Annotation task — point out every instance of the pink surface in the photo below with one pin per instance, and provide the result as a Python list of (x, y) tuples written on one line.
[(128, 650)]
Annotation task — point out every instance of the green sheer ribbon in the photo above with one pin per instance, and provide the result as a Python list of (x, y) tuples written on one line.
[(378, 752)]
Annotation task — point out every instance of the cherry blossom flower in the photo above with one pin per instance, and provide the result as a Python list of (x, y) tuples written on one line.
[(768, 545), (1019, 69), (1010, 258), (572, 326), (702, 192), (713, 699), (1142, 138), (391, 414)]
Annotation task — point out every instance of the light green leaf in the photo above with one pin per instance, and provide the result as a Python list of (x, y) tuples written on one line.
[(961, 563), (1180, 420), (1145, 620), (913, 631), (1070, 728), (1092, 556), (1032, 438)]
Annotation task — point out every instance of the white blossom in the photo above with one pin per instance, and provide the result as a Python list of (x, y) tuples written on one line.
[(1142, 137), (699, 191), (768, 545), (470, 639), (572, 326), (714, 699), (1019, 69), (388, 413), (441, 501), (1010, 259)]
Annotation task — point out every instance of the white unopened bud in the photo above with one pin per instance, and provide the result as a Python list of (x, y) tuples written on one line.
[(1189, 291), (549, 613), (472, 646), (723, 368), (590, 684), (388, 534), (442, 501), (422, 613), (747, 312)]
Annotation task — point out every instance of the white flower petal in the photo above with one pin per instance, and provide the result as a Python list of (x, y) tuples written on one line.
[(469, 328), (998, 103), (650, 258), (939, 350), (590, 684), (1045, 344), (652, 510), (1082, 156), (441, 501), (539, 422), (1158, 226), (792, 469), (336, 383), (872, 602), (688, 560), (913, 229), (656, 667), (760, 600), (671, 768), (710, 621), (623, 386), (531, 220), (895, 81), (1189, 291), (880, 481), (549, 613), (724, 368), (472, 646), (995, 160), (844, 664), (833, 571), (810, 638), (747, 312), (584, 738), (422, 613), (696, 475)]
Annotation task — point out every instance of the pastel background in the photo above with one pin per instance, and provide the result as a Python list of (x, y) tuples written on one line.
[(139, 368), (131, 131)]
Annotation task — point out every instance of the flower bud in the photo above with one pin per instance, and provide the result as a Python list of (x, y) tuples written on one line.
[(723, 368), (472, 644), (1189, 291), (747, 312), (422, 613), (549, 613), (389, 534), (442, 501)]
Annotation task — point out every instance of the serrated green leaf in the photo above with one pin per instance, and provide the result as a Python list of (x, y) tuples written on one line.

◆ TO BE DONE
Turn all the items above into a numbered list, one line per entry, with blank lines left out.

◆ EXERCISE SOLUTION
1. Annotation task — point out every instance of the pink surface in the photo below with one pin per instance, and provide the result as a Python list of (x, y) tuples written on one line.
2. [(128, 650)]
3. Annotation task — point out every instance of the green sheer ribbon in the photo above with one pin per instance, and provide the result as a Python list of (x, y) tuples written on one line.
4. [(378, 752)]
5. Annotation task — point out every instance of the cherry blossom flower in the photo above with one pin per instance, and provide the result as a Python list of (x, y) tuples written on one line.
6. [(768, 545), (1019, 69), (1010, 258), (572, 326), (702, 192), (713, 699), (1142, 138), (391, 414)]
7. Annotation task — point out every instance of the light green leaf in the photo above with one pin per instance, and provide the result as a Python list of (x, y) tuples written on one line.
8. [(961, 563), (1180, 420), (1145, 620), (913, 631), (1070, 728), (1092, 556), (1032, 438)]
9. Annotation task — point out every instance of the white blossom in the photo above with one pin per instance, and provide the result as a Python list of (x, y) tuples written on one line.
10. [(1142, 137), (699, 191), (768, 545), (470, 639), (572, 326), (714, 699), (1019, 69), (388, 413), (441, 501), (1010, 259)]
11. Annotation task — point out every instance of the white unopened bud in the photo above with one pin per instance, and provide the result as a Python list of (x, y) tuples written on one line.
12. [(1189, 291), (549, 613), (472, 646), (723, 368), (590, 684), (388, 534), (442, 501), (422, 613), (747, 312)]
13. Annotation task — point out every instance of the white flower petal in the photo above with one pin per instance, and provide the result as a Python list of (x, y) tuples written on one line.
14. [(469, 328), (998, 103), (650, 258), (939, 350), (590, 684), (1045, 344), (652, 510), (1082, 156), (441, 501), (539, 422), (1158, 226), (792, 469), (336, 383), (872, 602), (688, 560), (913, 229), (656, 667), (760, 600), (671, 768), (710, 621), (623, 386), (531, 220), (895, 81), (1189, 291), (880, 481), (549, 613), (724, 368), (472, 646), (995, 160), (844, 664), (833, 571), (810, 638), (747, 312), (584, 738), (422, 613), (696, 475)]
15. Annotation task — point out every instance of the pastel background in the photo above with one pin per instance, and provide the result as a Python list of (x, y) tuples written on one line.
16. [(139, 368), (131, 131)]
17. Annotation task — point out every instance of the flower bud in the photo above with one pin per instance, and provide the result as a Python list of (x, y) tuples written on one line.
18. [(723, 368), (472, 644), (1189, 291), (747, 312), (422, 613), (549, 613), (389, 534), (442, 501)]
19. Annotation task — point out every instance of the serrated green leaf in the photo above with one pin per instance, and provide the result as a Python list of (x, y) tuples written on one line.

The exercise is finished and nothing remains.